>>>>

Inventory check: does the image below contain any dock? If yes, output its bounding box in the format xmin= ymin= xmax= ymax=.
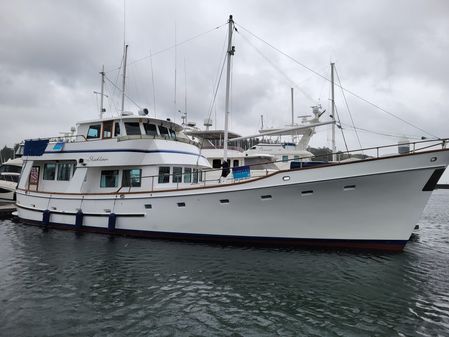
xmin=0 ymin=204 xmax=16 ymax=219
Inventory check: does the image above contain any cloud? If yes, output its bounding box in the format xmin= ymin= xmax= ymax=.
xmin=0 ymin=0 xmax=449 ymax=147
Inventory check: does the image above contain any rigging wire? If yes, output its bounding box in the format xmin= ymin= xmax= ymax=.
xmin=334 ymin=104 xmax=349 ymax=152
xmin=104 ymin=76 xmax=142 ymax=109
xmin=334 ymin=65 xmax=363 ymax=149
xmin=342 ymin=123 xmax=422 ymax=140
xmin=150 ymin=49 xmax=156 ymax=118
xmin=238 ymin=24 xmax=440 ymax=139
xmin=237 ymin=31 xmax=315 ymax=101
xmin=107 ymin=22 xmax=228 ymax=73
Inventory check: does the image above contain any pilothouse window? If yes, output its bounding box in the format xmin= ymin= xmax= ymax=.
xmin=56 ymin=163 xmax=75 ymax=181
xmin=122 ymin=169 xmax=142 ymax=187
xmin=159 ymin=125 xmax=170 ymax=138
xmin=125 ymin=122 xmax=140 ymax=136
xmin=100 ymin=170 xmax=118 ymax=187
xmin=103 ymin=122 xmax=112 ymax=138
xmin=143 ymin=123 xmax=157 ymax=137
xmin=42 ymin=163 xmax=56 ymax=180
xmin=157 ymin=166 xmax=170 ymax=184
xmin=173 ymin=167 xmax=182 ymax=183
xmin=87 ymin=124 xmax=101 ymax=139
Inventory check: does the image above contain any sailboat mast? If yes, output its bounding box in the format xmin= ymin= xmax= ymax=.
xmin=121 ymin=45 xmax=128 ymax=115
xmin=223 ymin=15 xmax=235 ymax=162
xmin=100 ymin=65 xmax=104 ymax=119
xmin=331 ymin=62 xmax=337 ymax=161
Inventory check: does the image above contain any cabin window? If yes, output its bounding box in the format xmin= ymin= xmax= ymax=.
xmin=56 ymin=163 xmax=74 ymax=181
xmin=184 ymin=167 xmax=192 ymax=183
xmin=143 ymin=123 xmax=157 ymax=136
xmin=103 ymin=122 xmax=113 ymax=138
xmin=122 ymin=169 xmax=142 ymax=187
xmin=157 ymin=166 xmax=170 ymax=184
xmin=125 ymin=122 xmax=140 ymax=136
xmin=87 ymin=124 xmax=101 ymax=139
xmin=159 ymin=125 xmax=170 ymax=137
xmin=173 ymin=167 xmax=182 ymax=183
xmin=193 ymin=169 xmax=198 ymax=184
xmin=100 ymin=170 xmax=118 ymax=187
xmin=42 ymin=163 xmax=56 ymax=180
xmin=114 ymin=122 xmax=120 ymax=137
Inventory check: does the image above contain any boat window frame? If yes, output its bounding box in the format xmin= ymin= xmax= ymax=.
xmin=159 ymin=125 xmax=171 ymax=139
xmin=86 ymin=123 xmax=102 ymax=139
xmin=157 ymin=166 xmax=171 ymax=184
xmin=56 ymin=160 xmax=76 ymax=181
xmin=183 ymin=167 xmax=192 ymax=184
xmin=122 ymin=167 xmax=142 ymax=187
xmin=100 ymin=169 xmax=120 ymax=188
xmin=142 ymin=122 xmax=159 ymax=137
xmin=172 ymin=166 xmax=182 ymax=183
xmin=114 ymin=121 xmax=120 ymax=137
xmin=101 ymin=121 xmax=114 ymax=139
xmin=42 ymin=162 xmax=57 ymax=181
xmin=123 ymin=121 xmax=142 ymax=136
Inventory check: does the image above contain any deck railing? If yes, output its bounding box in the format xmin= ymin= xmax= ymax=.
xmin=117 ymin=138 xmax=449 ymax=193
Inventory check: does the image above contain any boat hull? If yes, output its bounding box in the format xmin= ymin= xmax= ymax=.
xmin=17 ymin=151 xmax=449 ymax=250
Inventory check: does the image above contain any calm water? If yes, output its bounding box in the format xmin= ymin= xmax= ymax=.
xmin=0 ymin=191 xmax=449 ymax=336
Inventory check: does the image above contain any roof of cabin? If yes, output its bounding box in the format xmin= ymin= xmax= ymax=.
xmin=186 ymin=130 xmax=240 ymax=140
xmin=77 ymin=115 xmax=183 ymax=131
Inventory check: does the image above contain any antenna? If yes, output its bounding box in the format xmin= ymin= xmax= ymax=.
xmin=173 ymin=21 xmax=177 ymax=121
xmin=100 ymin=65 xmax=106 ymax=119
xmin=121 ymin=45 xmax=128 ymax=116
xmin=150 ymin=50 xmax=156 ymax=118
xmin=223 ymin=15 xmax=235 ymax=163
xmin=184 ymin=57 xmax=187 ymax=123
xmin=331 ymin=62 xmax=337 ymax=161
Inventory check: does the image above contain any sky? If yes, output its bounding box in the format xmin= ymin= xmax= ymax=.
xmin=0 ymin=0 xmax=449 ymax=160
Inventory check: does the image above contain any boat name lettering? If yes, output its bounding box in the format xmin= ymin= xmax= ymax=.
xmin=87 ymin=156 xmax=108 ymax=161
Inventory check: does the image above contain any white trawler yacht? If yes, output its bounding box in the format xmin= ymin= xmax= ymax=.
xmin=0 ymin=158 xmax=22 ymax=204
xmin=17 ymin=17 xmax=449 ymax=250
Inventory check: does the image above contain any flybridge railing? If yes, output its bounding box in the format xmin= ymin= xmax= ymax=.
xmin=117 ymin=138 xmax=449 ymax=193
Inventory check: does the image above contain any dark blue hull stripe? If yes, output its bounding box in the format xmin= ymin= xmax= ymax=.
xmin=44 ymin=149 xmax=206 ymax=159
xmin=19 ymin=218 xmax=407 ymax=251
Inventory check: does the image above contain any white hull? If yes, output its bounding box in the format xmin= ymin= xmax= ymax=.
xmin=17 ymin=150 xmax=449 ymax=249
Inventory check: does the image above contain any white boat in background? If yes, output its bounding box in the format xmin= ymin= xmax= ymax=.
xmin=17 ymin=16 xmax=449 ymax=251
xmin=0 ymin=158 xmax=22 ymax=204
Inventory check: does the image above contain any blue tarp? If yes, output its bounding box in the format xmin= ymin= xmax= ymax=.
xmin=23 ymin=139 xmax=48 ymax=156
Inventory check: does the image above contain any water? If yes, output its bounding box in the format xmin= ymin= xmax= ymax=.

<<<<

## [What the exercise asks]
Filter the material above and copy every line that contains the word "window". Treat uppercase and lowercase as different.

## [Reply]
Inventory check: does the image above contain any pilothouse window? If yes, output its bounding box in the format xmin= ymin= xmax= ymax=.
Inventory check: does the image above contain any cabin window? If yes, output its bounding box in the format xmin= ymin= xmax= ymax=.
Inventory check: does the image above contain any boat window frame? If yes, output its bounding box in the format xmin= ymin= xmax= ymax=.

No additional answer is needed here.